Text excerpt ▸
Start

The paralogisms of null hypothesis significance testing in science

This website is based on an online survey conducted at a statistical research methods workshop in 2015 at the University of Plymouth. The survey clearly demonstrated that the vast majority (<90%) of professional academic researchers do not understand the meaning of p-values (despite the fact that they earn their “bread-and-butter” by relying on this metric for their conclusions). This is a ubiquitous problem with profound real-world ramifications as many important and far-reaching decisions are based on (or justified with) p-value classification.

“Few researchers are aware that their own heroes rejected what they practice routinely. Awareness of the origins of the ritual and of its rejection could cause a virulent cognitive dissonance, in addition to dissonance with editors, reviewers, and dear colleagues. Suppression of conflicts and contradicting information is in the very nature of this social ritual.”~ Gigerenzer, 2004, p. 592

The HTML5 version of the PowerPoint presentation can be viewed under the following URL: https://christopher-germann.de/papers/pitfalls-of-nhst/

Belief bias in inferential statistics
On the ubiquity of fallacious inductive inferences in scientific reasoning

TOC

Belief bias in inferential statistics
NHST online survey
Survey results
Logical fallacies in interpretation
Logical inconsistency between responses
Comparison between universities
Discussion
The syllogistic logic of NHST
Belief bias and wishful thinking in scientific reasoning
Implications
References
Appendix (R code + Google Ngram)

End

Problems to work on ▸
**1)** Reproduce word for word the part of the page on null hypothesis significance testing starting with "The paralogisms of" and going on through "with) p-value classification.".
**2)** Return each line of the entries that contains the string "windshield". The match is case-sensitive.

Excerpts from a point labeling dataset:
Start

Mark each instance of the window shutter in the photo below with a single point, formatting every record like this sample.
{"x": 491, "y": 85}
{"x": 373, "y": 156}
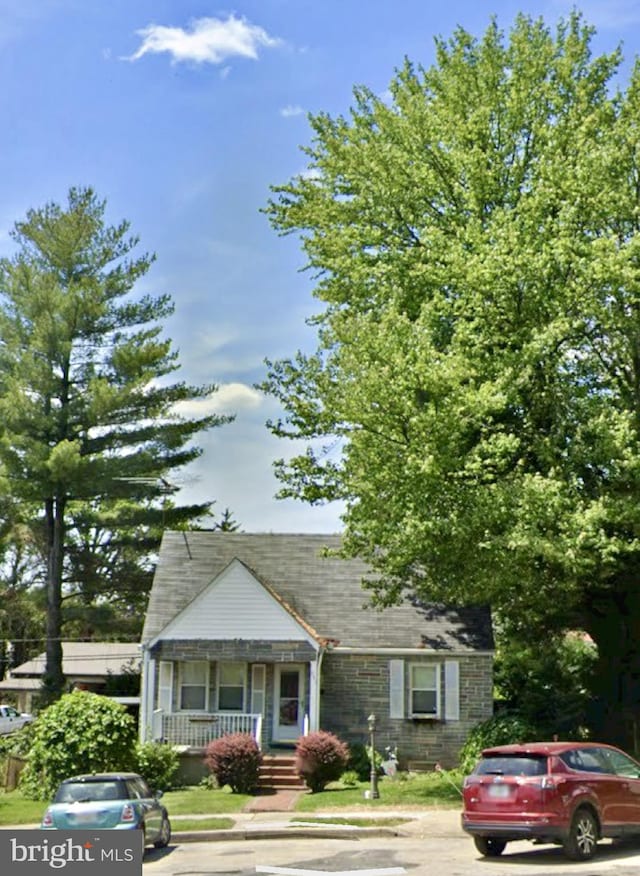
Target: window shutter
{"x": 165, "y": 685}
{"x": 258, "y": 684}
{"x": 396, "y": 688}
{"x": 451, "y": 690}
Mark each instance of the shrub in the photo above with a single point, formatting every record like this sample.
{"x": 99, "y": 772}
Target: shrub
{"x": 349, "y": 779}
{"x": 360, "y": 760}
{"x": 81, "y": 732}
{"x": 320, "y": 758}
{"x": 235, "y": 760}
{"x": 499, "y": 730}
{"x": 157, "y": 763}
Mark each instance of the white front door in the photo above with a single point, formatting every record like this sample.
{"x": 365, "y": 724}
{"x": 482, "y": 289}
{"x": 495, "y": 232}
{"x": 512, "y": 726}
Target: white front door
{"x": 288, "y": 711}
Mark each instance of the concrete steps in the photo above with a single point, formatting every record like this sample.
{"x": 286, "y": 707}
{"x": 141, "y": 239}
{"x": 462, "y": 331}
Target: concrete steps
{"x": 277, "y": 772}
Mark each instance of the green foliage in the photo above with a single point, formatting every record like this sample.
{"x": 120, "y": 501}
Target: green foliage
{"x": 157, "y": 763}
{"x": 320, "y": 758}
{"x": 360, "y": 760}
{"x": 80, "y": 733}
{"x": 548, "y": 687}
{"x": 235, "y": 760}
{"x": 91, "y": 423}
{"x": 350, "y": 779}
{"x": 500, "y": 730}
{"x": 475, "y": 242}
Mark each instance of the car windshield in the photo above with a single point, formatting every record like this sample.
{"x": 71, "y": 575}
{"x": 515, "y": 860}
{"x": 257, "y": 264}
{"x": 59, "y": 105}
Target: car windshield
{"x": 512, "y": 765}
{"x": 80, "y": 792}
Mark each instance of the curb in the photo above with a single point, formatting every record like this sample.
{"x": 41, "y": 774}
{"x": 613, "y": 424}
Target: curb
{"x": 335, "y": 832}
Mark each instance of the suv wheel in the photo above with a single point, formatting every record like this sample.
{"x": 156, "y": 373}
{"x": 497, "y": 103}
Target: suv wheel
{"x": 580, "y": 845}
{"x": 489, "y": 846}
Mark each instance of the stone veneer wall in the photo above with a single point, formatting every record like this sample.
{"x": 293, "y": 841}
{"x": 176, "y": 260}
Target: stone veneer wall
{"x": 354, "y": 686}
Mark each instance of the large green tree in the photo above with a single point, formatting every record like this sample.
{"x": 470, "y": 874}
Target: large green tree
{"x": 91, "y": 425}
{"x": 474, "y": 398}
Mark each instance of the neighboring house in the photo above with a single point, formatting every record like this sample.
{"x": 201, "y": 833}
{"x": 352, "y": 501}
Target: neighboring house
{"x": 101, "y": 667}
{"x": 266, "y": 634}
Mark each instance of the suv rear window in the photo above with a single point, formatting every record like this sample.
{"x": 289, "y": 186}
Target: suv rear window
{"x": 512, "y": 765}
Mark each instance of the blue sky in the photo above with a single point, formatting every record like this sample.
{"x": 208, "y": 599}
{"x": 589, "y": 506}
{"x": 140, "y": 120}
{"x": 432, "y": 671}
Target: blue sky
{"x": 181, "y": 114}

End

Responses for each task ▸
**1)**
The paralogisms of null hypothesis significance testing in science

This website is based on an online survey conducted at a statistical research methods workshop in 2015 at the University of Plymouth. The survey clearly demonstrated that the vast majority (<90%) of professional academic researchers do not understand the meaning of p-values (despite the fact that they earn their “bread-and-butter” by relying on this metric for their conclusions). This is a ubiquitous problem with profound real-world ramifications as many important and far-reaching decisions are based on (or justified with) p-value classification.

**2)**
Mark each instance of the car windshield in the photo above with a single point, formatting every record like this sample.
Target: car windshield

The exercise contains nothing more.